Exercise directions:
In the data below, how many lines contain the string "cave"? Give only the number.
-- Raw data follows --
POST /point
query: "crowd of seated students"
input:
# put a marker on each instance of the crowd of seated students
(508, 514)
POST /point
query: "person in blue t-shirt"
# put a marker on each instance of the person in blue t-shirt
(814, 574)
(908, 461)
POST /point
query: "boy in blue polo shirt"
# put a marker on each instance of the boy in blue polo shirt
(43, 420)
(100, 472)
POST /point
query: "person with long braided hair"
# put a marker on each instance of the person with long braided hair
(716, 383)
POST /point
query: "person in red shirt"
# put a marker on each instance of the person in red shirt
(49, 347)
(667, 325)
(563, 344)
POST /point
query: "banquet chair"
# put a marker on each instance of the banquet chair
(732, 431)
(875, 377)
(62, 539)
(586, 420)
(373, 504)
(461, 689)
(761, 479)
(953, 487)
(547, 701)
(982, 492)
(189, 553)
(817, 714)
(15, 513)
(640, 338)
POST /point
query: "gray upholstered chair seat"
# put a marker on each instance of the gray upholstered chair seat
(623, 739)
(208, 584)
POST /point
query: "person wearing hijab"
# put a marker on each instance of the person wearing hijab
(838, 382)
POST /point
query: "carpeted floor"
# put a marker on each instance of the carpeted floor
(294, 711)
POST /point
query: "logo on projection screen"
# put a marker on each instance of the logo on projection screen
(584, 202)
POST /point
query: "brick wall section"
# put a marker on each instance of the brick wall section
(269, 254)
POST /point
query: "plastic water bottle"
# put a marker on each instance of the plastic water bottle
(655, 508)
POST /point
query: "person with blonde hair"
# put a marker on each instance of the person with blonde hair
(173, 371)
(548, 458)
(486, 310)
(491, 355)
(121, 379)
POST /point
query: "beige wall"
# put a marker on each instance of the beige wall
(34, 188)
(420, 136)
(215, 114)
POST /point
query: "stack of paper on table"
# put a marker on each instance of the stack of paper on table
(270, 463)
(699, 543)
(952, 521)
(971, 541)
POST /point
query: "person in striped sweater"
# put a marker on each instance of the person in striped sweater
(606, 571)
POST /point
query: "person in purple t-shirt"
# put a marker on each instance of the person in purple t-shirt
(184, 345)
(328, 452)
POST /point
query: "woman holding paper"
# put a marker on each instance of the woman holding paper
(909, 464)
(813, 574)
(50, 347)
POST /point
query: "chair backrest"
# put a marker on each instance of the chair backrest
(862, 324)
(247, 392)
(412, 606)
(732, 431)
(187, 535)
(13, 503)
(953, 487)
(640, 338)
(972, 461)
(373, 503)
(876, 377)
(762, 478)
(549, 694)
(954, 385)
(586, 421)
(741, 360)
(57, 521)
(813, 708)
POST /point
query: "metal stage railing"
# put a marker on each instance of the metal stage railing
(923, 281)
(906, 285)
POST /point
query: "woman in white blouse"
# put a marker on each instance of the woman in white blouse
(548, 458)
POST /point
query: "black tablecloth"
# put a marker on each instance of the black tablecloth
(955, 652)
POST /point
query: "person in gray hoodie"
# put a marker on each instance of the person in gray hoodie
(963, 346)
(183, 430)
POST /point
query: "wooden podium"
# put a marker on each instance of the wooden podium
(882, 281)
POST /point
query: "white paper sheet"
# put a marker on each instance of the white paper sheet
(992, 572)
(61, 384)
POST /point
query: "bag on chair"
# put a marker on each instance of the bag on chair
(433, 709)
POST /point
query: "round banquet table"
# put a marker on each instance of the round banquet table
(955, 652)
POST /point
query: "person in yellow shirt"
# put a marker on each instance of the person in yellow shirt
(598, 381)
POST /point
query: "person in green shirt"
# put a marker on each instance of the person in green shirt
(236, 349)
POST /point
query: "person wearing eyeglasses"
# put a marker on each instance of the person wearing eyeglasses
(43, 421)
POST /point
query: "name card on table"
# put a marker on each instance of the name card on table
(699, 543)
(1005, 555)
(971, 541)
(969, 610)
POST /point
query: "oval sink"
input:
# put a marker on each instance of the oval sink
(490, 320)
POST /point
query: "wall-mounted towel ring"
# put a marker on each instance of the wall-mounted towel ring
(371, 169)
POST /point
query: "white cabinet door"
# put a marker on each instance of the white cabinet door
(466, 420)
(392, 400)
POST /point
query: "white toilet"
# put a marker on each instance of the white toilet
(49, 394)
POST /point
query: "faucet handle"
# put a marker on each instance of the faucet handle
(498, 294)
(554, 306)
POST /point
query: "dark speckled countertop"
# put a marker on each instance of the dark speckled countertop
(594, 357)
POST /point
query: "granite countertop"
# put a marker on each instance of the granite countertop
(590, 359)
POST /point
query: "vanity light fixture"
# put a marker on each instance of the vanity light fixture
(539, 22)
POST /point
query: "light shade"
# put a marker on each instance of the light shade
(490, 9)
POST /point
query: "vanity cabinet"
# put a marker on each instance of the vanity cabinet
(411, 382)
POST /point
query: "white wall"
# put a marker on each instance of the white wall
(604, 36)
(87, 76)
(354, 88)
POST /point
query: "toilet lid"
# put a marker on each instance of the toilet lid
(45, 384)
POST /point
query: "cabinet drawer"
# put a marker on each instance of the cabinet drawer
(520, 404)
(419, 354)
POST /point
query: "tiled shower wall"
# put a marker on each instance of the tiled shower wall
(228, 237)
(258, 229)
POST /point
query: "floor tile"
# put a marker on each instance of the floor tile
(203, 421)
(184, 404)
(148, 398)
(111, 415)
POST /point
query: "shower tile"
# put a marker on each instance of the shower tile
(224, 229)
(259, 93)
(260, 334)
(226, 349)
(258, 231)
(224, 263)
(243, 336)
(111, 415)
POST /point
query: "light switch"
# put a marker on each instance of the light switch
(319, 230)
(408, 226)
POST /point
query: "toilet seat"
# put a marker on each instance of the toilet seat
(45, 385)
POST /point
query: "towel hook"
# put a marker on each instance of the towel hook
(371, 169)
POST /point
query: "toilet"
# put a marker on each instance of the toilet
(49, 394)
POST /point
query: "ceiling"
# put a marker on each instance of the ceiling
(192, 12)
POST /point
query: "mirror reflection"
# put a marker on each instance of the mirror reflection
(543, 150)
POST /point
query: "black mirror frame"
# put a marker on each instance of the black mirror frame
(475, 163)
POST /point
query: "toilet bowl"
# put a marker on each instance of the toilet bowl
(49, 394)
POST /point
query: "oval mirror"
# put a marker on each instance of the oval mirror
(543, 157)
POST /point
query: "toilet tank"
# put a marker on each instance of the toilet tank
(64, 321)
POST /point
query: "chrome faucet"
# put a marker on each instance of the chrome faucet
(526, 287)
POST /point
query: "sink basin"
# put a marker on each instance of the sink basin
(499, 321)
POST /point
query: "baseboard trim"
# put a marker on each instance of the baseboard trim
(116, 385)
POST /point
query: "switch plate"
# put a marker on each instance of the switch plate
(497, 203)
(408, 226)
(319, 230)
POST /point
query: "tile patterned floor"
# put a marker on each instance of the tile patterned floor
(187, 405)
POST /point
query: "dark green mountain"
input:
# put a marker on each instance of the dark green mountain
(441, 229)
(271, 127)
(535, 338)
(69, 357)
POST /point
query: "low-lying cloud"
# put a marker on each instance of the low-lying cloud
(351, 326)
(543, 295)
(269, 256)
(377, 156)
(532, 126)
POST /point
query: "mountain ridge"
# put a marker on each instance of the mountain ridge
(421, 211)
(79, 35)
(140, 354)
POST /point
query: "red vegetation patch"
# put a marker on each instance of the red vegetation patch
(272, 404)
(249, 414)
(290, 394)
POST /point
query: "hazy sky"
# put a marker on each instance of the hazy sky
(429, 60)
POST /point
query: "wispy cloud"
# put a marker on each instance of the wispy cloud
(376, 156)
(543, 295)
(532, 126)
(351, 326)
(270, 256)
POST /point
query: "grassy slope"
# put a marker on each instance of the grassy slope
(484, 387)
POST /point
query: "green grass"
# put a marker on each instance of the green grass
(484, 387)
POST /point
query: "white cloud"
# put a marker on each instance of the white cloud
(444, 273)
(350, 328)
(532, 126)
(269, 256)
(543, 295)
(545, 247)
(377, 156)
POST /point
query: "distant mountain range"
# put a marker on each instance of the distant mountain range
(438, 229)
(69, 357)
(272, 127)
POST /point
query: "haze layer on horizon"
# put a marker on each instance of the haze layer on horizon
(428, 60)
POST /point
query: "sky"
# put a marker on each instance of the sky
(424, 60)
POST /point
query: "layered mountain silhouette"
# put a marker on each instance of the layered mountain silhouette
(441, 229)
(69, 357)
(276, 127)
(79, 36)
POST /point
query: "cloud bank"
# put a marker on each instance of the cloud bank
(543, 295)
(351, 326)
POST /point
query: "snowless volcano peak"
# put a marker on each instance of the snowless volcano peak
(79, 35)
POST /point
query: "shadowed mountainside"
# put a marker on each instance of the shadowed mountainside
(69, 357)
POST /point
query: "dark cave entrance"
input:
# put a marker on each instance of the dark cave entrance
-- Raw data concluded --
Finished task:
2